SUPPLIED TEXT:
[start]

Because of the state mandated school district mergers of 1969–70, the teams changed their geographical makeup. Lewes, Milton, and Rehoboth Beach merged to form the Cape Henlopen Vikings. Georgetown, John M. Clayton, and a large part of the Millsboro School District merged to become the Sussex Central Golden Knights (the other portion of Millsboro was absorbed into Cape Henlopen). Greenwood and Bridgeville merged to become the Woodbridge Blue Raiders. Harrington and Felton merged with Frederica to become the Lake Forest Spartans. Lord Baltimore and Selbyville were merged with Frankford and Dagsboro to become the Indian River Indians. The Milford School District also joined the conference after merging with the Ellendale and Houston school districts, keeping the Milford Buccaneers name. Magnolia and Oak Point merged with Caesar Rodney in 1969 and Dover Air Force Base high school students were absorbed into the Caesar Rodney High School after the United States government closed down the base's school in the 1980s. The Polytech Panthers (1992) and Sussex Tech Ravens (1995) joined the conference with the addition of their sports teams when the schools made the transition from vocational trade schools to technical and academic schools. In August 2015, the Sussex Academy of Arts and Sciences became the newest school, and first charter school, to join the Henlopen Conference.

Of note is that not all teams joined the conference immediately at its inception, affecting the number of conference championships the teams could have won.

[end]

EXERCISE SET:
1. In the Henlopen Conference history, which three schools merged to form the Cape Henlopen Vikings?
2. Say whether each statement agrees with the Henlopen Conference history. Answer yes or no and quote the deciding words. (a) Greenwood and Bridgeville merged to become the Woodbridge Blue Raiders. (b) The Milford School District adopted a new team name after its merger. (c) The Sussex Tech Ravens joined the conference in 1992.
3. Continue the Henlopen Conference history from its last sentence.
The material that follows comes from a different source than the Henlopen Conference history.

DATASET EXTRACT:
[start]

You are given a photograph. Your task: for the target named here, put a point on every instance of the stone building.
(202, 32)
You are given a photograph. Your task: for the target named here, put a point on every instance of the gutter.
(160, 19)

[end]

OUTPUTS:
1. Lewes, Milton, and Rehoboth Beach.

2.
(a) Yes: "Greenwood and Bridgeville merged to become the Woodbridge Blue Raiders."
(b) No: "keeping the Milford Buccaneers name."
(c) No: "Sussex Tech Ravens (1995)"

3.
Football

Football history

Since 1969, teams in the Henlopen Conference have won a total of 25 state football championships.  The south leads the north in championships 16 to 9.  Caesar Rodney leads the northern division with three Division I Championships and Delmar leads the southern division with six Division II Championships.  Woodbridge High School was the last team to win a state championship in 2016.

Only three times has the conference swept the Division I and Division II championship.  In 1988, Dover from the North and Indian River from the South were the first to do it.  In 2008, Caesar Rodney from the North and Milford from the south accomplished the feat. In the 2008 championship games, both Caesar Rodney and Milford defeated Sussex Central and Laurel to win their respective championships, marking the only time the final four teams in the state tournament were from the Henlopen Conference. In the latest occasion, Woodbridge won the Division II championship and Smyrna won the Division I championship in 2016.

Seaford High School is the only school in the conference to win both a Division I and II Championship.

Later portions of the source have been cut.